Request a: Convert the rows from the line with "Could you tag the silver suv" up to and including the line with "point(162, 131)" into a JSON list of strings, one string per line, leaving out blank lines.
━━━ Selected excerpt
Problem: I'm running an HPC benchmarking cluster. We are evaluating
RH7/CentOS7/OL7 and have a problem with system noise generated by
the systemd components (v 219-19.0.2, see below).
Background: All cores of the CPU (up to 288) are utilized 99.99% by
the application. Because of the tight coupling node to node (of
programs running on 200+ nodes) every time an OS process wakes up
this automatically delays EVERY process on EVERY node. As those
small interruptions are not synchronized over the cluster, the
overall effect on the effective performance is "time of the single
delay" times "number of nodes in the job". Therefore we need to keep
the OS of our systems are stripped down to an absolute bare minimum.
a) we have no use for any type of logging. The only log we have is kernel dmesg
b) there is only a single user at any time on the system (logging in via ssh).
c) The only demons running are those necessary for NFS, ntp and sshd.
d) we do not run Gnome or similar desktop.
Goal: For these reasons we want to shut down dbus-daemon,
systemd-journald, systemd-logind and after startup also
systemd-udevd. In our special case they do not serve any
purpose. Unfortunately the basic configuration options do not allow
this.
This is simply not supported on systemd. Systems without journald and
udevd are explicitly not supported, and systems without dbus-daemon
are only really supported for early boot schemes.

You can of course ignore what we support and what not, but of course,
then you really should know what you do, and you are basically on your
own.

Note that you can connect the journal to kmsg, if you like, and turn
off local storage, via ForwardToKMsg= and Storage= in journald.conf.
Post by Hebenstreit, Michael
Can you provide any guidance?
Will PID 1 (systemd) continue to do its work (first tests were already successful)?
No, it will not. The only daemon of those listed you can realistically
do without is logind, and if you do that, then you basically roll your
own distro.
Post by Hebenstreit, Michael
What are security implications when shutting down
systemd-logind?
Well, there's no tracking of sessions anymore, i.e. polkit and all
that stuff won't work anymore reasonably, and everything else that
involves anything graphical and so on.

If I were you I'd actually look what wakes up the system IRL instead
of just trying to blanket remove everything. If you do that, then you
are going to have to invest a lot of time dealing with the fallout
yourself.
━━━━━━
━━━ Supplied data
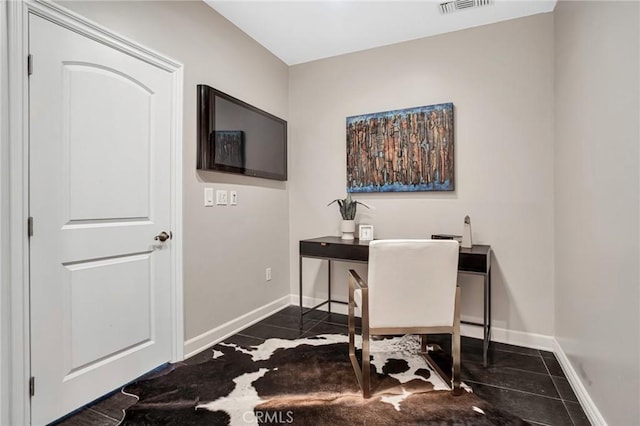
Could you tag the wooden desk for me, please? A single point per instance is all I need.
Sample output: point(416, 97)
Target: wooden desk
point(475, 261)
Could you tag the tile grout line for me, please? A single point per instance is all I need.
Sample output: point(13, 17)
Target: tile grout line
point(513, 390)
point(564, 403)
point(103, 414)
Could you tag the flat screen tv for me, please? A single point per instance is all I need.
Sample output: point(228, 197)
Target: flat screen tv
point(236, 137)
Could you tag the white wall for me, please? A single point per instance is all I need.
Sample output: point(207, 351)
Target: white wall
point(597, 200)
point(500, 79)
point(226, 249)
point(5, 318)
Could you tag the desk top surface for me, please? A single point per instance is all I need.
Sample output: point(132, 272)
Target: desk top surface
point(475, 249)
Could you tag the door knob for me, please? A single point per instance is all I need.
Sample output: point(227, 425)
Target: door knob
point(163, 236)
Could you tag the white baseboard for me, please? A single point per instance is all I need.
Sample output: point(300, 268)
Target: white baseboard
point(589, 407)
point(211, 337)
point(502, 335)
point(511, 337)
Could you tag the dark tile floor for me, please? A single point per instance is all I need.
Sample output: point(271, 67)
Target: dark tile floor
point(526, 382)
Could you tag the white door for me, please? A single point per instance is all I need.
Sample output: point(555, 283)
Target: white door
point(99, 175)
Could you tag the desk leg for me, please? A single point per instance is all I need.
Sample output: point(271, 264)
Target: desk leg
point(300, 289)
point(487, 316)
point(329, 283)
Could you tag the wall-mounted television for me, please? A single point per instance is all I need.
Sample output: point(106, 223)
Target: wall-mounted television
point(236, 137)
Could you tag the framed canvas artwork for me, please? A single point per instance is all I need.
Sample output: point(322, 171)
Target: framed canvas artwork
point(403, 150)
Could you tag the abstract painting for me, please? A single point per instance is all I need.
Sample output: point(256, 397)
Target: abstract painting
point(403, 150)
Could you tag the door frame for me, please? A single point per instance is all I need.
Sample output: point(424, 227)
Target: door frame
point(15, 370)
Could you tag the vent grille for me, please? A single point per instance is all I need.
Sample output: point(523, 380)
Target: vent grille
point(452, 6)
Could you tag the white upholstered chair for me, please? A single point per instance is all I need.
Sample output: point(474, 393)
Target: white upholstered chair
point(411, 289)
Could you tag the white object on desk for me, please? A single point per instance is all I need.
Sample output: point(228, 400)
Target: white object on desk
point(466, 233)
point(366, 232)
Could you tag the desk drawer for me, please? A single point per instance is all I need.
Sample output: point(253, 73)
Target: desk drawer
point(358, 253)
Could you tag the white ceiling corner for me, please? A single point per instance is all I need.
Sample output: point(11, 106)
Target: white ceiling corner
point(299, 31)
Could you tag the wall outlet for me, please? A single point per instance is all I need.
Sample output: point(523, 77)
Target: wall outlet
point(221, 197)
point(208, 197)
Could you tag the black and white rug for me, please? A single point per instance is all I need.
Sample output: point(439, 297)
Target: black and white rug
point(306, 382)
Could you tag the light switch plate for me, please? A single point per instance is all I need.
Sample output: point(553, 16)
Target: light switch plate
point(208, 197)
point(221, 197)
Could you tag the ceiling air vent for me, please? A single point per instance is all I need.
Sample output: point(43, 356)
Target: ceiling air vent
point(452, 6)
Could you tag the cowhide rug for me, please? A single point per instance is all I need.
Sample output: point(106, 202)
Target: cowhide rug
point(305, 382)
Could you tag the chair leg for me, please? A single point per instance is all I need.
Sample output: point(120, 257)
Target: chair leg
point(366, 362)
point(423, 343)
point(455, 347)
point(362, 373)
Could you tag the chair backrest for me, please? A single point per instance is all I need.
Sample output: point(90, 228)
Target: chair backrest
point(412, 283)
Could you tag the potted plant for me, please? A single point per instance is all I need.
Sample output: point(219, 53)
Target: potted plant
point(347, 208)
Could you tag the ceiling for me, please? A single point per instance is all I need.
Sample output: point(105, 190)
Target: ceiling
point(302, 31)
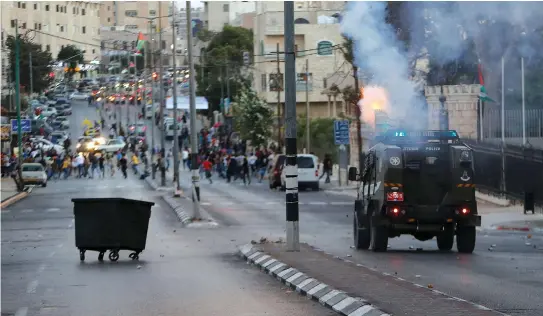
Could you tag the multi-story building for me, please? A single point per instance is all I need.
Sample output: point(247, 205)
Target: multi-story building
point(122, 21)
point(59, 23)
point(317, 37)
point(217, 14)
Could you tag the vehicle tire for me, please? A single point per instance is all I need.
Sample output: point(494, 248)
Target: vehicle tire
point(362, 236)
point(379, 236)
point(445, 240)
point(465, 239)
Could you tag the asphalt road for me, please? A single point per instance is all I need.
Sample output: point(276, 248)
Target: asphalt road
point(181, 272)
point(505, 272)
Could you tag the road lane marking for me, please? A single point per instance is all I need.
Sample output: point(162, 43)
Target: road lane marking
point(41, 268)
point(31, 288)
point(21, 311)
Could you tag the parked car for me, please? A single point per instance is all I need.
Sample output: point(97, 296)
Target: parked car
point(63, 121)
point(112, 145)
point(274, 176)
point(308, 172)
point(79, 96)
point(34, 173)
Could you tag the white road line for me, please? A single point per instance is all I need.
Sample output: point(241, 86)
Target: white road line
point(31, 288)
point(41, 268)
point(21, 311)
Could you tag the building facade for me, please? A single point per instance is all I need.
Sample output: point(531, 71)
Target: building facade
point(317, 36)
point(59, 23)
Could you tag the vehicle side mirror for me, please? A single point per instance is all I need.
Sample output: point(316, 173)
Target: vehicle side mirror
point(353, 174)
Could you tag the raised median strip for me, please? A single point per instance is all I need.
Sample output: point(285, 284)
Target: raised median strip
point(15, 198)
point(353, 289)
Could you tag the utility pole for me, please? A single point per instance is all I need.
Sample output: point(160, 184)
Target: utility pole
point(175, 125)
point(358, 120)
point(18, 105)
point(307, 119)
point(278, 86)
point(161, 87)
point(291, 170)
point(151, 71)
point(31, 73)
point(193, 134)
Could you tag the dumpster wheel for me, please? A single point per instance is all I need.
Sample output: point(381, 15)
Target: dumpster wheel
point(113, 255)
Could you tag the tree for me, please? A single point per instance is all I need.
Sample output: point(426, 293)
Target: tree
point(223, 54)
point(41, 64)
point(253, 117)
point(322, 136)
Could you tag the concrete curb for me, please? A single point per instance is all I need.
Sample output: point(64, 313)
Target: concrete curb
point(336, 300)
point(15, 198)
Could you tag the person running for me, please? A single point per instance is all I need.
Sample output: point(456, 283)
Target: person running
point(101, 165)
point(207, 165)
point(123, 162)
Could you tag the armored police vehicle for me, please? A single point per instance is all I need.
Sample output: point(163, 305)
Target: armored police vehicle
point(418, 183)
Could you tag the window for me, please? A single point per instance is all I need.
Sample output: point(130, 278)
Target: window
point(263, 82)
point(276, 82)
point(324, 48)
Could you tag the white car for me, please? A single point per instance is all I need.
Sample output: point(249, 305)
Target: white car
point(308, 172)
point(34, 173)
point(64, 122)
point(47, 145)
point(112, 145)
point(79, 96)
point(47, 112)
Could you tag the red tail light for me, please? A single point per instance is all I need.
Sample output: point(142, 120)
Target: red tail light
point(395, 196)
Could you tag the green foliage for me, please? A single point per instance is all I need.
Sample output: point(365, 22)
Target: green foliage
point(223, 53)
point(253, 117)
point(41, 64)
point(321, 136)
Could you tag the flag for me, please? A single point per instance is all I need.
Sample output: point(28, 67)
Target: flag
point(482, 94)
point(141, 42)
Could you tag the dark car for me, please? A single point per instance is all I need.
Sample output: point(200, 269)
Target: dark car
point(274, 176)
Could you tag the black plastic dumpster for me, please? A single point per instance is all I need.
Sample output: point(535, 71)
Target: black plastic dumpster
point(113, 224)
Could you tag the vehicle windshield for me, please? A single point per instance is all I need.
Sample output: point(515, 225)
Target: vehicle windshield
point(32, 168)
point(304, 162)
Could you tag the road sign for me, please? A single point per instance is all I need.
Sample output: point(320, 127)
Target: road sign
point(341, 132)
point(25, 126)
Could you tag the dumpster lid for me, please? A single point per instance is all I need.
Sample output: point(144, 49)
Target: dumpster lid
point(93, 200)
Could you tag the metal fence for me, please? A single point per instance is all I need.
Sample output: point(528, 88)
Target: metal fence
point(492, 131)
point(510, 170)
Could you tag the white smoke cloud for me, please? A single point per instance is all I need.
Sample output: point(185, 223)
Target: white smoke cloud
point(376, 52)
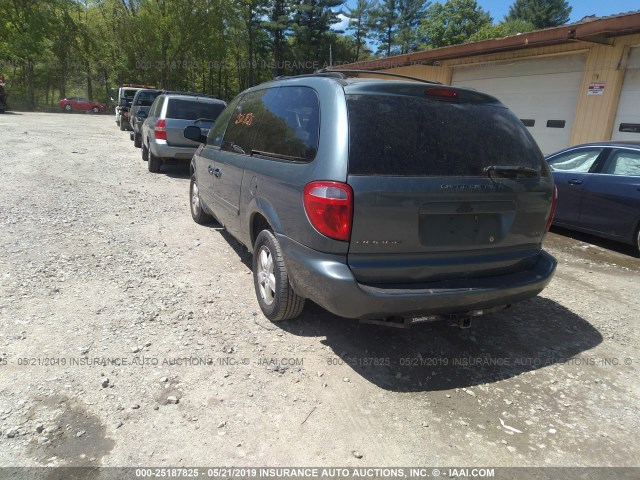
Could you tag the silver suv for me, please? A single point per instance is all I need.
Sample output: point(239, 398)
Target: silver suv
point(388, 200)
point(162, 132)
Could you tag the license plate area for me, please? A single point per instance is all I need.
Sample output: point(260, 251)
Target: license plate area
point(465, 224)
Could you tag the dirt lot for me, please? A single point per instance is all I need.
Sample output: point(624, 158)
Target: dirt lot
point(114, 305)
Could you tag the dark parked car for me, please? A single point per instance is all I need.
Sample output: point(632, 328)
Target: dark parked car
point(599, 189)
point(139, 110)
point(83, 104)
point(386, 200)
point(162, 131)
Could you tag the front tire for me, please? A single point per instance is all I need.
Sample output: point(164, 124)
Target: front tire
point(197, 212)
point(277, 299)
point(154, 163)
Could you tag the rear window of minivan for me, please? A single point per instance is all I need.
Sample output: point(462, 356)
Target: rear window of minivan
point(145, 99)
point(414, 136)
point(193, 109)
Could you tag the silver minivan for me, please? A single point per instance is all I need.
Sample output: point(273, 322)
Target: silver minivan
point(162, 132)
point(392, 201)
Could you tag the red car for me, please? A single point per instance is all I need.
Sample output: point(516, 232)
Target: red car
point(77, 103)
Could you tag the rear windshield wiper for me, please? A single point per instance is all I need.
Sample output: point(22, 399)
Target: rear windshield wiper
point(510, 171)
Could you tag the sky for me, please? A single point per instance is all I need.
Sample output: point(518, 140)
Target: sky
point(579, 8)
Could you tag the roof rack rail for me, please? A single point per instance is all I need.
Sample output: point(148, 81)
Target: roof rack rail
point(347, 73)
point(318, 73)
point(191, 94)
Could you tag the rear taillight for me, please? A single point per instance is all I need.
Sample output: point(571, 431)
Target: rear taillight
point(554, 202)
point(441, 92)
point(160, 130)
point(329, 206)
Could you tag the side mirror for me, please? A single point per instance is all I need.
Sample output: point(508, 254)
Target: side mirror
point(194, 133)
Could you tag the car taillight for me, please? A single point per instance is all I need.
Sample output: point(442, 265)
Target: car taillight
point(441, 92)
point(329, 206)
point(161, 130)
point(554, 202)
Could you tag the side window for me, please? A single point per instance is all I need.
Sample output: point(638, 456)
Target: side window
point(289, 124)
point(242, 127)
point(216, 134)
point(575, 161)
point(623, 163)
point(156, 107)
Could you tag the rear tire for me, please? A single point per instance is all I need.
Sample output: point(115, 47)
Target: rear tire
point(277, 299)
point(197, 212)
point(154, 163)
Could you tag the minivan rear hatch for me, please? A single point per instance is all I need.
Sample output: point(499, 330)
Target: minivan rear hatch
point(447, 184)
point(182, 112)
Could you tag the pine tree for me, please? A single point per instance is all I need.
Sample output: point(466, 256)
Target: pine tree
point(359, 25)
point(540, 13)
point(453, 23)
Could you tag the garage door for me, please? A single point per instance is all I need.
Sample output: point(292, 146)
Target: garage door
point(627, 123)
point(542, 92)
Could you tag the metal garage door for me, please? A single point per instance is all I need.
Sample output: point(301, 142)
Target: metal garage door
point(542, 92)
point(627, 123)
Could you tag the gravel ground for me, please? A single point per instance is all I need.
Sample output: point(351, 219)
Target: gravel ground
point(131, 336)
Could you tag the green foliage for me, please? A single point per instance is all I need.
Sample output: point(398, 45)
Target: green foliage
point(540, 13)
point(504, 29)
point(359, 26)
point(394, 25)
point(411, 13)
point(453, 23)
point(311, 39)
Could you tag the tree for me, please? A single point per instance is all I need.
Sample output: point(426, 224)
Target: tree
point(383, 21)
point(540, 13)
point(359, 25)
point(278, 23)
point(503, 29)
point(411, 13)
point(453, 23)
point(311, 31)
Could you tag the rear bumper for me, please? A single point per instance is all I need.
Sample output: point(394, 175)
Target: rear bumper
point(162, 150)
point(328, 281)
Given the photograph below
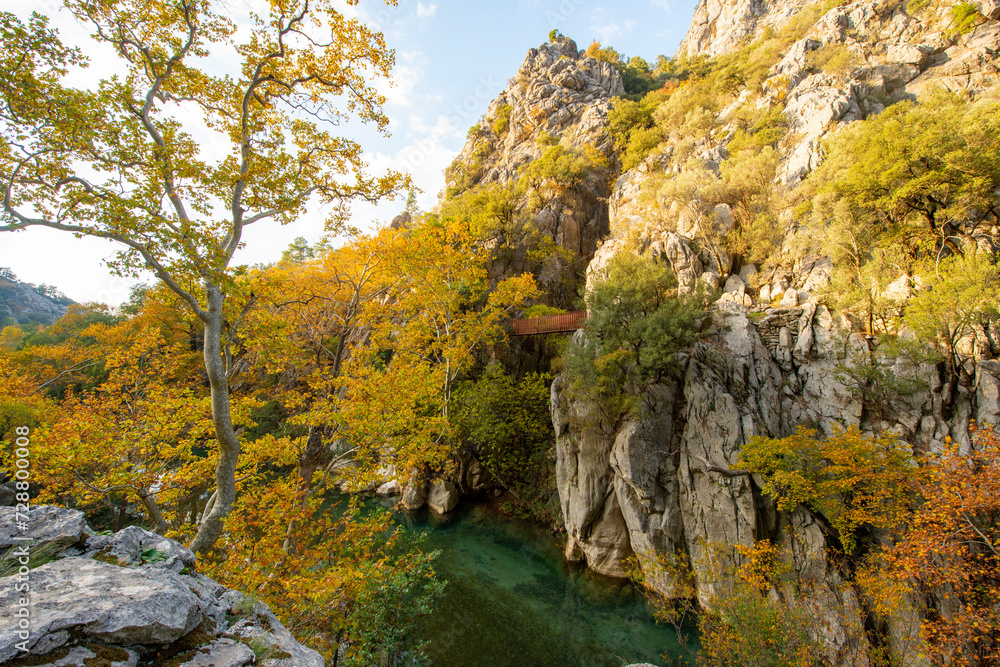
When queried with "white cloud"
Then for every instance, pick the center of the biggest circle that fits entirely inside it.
(426, 11)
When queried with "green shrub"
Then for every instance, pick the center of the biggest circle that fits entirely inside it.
(502, 121)
(637, 324)
(506, 423)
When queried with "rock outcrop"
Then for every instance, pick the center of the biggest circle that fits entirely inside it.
(662, 482)
(23, 302)
(127, 598)
(563, 94)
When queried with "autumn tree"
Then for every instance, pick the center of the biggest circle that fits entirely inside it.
(116, 162)
(852, 482)
(423, 337)
(949, 555)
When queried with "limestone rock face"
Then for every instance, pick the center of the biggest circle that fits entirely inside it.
(662, 482)
(443, 496)
(105, 598)
(22, 302)
(222, 653)
(53, 528)
(559, 92)
(719, 26)
(104, 602)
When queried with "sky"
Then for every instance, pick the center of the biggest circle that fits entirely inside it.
(453, 57)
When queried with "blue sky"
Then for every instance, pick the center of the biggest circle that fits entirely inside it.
(452, 59)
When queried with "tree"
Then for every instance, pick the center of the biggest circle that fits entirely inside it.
(507, 425)
(959, 296)
(919, 175)
(949, 554)
(423, 336)
(116, 163)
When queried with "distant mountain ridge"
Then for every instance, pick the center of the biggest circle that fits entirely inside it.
(24, 302)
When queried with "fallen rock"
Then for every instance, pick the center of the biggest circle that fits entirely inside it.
(121, 599)
(260, 626)
(49, 527)
(220, 653)
(136, 546)
(390, 488)
(82, 597)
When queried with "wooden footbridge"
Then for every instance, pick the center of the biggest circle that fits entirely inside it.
(562, 323)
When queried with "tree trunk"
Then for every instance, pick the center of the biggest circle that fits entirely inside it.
(154, 512)
(229, 445)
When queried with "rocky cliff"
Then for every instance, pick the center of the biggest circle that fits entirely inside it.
(132, 598)
(23, 302)
(662, 482)
(557, 93)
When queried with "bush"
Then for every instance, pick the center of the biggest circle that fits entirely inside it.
(506, 423)
(964, 17)
(747, 629)
(637, 325)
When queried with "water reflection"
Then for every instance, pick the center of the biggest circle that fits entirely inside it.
(513, 600)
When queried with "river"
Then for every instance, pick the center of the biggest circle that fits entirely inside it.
(512, 600)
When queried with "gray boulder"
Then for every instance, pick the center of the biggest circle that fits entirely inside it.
(220, 653)
(81, 597)
(49, 527)
(443, 496)
(260, 626)
(136, 546)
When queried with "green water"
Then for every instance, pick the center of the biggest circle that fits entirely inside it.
(512, 600)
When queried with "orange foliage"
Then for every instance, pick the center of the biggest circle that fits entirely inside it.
(950, 554)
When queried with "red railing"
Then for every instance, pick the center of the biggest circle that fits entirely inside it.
(564, 322)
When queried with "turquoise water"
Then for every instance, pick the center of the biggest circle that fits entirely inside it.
(512, 600)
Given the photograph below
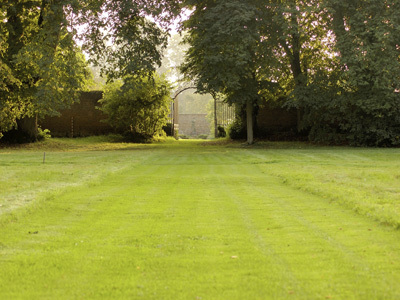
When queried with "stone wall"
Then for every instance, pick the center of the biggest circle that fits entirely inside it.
(193, 124)
(82, 119)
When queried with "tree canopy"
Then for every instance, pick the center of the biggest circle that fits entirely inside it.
(337, 62)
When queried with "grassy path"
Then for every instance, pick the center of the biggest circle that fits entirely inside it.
(195, 223)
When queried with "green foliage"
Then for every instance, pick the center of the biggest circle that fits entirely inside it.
(137, 106)
(42, 67)
(357, 99)
(43, 134)
(237, 130)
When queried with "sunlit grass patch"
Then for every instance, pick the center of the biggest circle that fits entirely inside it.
(195, 219)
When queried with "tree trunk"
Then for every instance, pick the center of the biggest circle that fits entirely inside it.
(215, 117)
(249, 118)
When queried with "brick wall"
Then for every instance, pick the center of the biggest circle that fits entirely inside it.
(193, 124)
(82, 119)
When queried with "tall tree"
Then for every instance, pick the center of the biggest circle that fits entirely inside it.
(43, 65)
(358, 100)
(224, 54)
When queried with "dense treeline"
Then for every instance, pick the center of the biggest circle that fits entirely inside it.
(41, 67)
(337, 61)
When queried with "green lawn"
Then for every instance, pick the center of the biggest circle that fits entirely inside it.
(196, 220)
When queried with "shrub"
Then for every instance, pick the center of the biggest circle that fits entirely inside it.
(237, 130)
(221, 131)
(137, 107)
(43, 134)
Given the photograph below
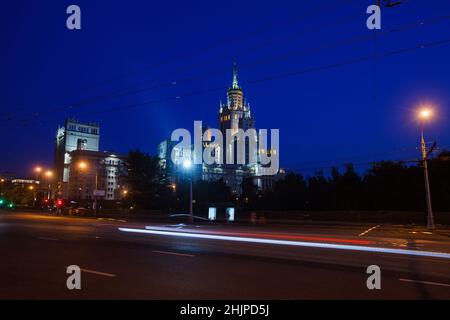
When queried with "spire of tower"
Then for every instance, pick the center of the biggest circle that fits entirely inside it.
(235, 83)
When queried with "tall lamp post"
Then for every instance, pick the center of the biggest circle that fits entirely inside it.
(187, 164)
(48, 175)
(424, 115)
(83, 165)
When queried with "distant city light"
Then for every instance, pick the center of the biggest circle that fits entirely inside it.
(187, 164)
(425, 113)
(82, 165)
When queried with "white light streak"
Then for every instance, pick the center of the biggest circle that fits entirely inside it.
(293, 243)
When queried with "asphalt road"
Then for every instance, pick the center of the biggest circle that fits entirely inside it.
(35, 250)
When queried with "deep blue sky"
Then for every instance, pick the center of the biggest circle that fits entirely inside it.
(326, 117)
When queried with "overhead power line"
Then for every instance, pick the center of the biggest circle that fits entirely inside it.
(312, 50)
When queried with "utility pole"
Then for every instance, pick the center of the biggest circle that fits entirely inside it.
(430, 218)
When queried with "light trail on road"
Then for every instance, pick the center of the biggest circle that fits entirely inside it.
(292, 243)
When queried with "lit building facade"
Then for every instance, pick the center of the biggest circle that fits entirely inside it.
(96, 174)
(234, 115)
(74, 135)
(102, 175)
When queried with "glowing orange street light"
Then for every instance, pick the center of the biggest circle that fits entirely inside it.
(425, 114)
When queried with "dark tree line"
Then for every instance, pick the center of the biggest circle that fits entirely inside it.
(386, 186)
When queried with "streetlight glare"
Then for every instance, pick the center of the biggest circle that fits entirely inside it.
(187, 164)
(82, 165)
(425, 113)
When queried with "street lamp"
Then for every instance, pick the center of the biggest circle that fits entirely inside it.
(48, 175)
(187, 164)
(424, 115)
(82, 166)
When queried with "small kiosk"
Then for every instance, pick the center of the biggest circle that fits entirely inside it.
(224, 211)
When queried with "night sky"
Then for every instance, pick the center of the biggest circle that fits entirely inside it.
(300, 64)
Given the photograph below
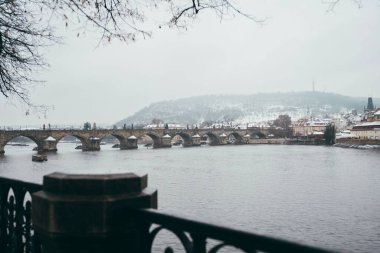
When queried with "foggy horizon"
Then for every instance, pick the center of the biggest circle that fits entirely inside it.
(299, 43)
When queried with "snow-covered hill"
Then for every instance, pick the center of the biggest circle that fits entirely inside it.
(245, 108)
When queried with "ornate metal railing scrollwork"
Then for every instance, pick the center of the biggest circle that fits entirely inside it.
(16, 229)
(195, 236)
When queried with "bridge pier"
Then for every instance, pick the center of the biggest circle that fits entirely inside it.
(223, 139)
(164, 142)
(129, 143)
(194, 141)
(91, 144)
(48, 145)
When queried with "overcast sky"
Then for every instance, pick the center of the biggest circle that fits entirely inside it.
(299, 42)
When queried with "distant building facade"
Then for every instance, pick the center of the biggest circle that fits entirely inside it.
(305, 127)
(369, 129)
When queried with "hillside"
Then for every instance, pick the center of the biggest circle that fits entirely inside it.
(245, 108)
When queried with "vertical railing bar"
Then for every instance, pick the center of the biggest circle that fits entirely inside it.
(199, 243)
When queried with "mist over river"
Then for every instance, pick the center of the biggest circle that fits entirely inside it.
(322, 196)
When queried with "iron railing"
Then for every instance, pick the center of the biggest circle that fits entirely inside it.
(17, 234)
(200, 237)
(16, 229)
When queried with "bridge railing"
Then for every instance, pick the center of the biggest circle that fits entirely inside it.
(17, 233)
(16, 229)
(201, 237)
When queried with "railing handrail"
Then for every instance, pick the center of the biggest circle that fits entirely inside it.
(233, 237)
(32, 187)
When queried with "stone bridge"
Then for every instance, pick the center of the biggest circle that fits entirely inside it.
(47, 139)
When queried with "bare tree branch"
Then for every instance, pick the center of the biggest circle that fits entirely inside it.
(25, 28)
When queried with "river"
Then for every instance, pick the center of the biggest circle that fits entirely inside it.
(322, 196)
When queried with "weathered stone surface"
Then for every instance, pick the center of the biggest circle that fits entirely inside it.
(90, 139)
(75, 212)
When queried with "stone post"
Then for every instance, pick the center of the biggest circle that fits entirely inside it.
(87, 213)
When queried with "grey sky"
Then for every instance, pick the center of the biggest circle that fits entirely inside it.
(300, 42)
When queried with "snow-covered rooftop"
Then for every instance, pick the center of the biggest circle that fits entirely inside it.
(372, 123)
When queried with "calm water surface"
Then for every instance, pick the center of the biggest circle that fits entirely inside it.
(322, 196)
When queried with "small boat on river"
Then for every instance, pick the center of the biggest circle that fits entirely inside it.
(39, 158)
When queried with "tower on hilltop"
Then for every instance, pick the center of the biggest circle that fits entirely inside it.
(370, 106)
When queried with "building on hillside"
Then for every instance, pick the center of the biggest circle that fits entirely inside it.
━━━━━━
Request b:
Answer these questions about the systemd excerpt:
(i) Up to how many CPU cores does the application use?
(ii) Which two journald.conf settings let the journal connect to kmsg and turn off local storage?
(iii) Of the daemons listed, which one can you realistically do without?

Exercise solution a:
[
  "Could you tag the silver suv for me, please? A single point per instance is all I need.",
  "Sample output: point(239, 398)",
  "Target: silver suv",
  "point(388, 200)",
  "point(162, 132)",
  "Could you tag the license plate area for me, please? A single point per instance is all I need.",
  "Sample output: point(260, 251)",
  "Target: license plate area",
  "point(465, 224)",
  "Could you tag the dirt lot for me, please? A single point per instance is all I need.",
  "Sample output: point(624, 158)",
  "Target: dirt lot",
  "point(114, 305)",
  "Could you tag the dark parked car for me, please? A single point per instance is all I need.",
  "Sample output: point(632, 328)",
  "Target: dark parked car",
  "point(599, 189)",
  "point(139, 110)",
  "point(83, 104)",
  "point(386, 200)",
  "point(162, 131)"
]

Exercise solution b:
(i) Up to 288.
(ii) ForwardToKMsg= and Storage=.
(iii) logind.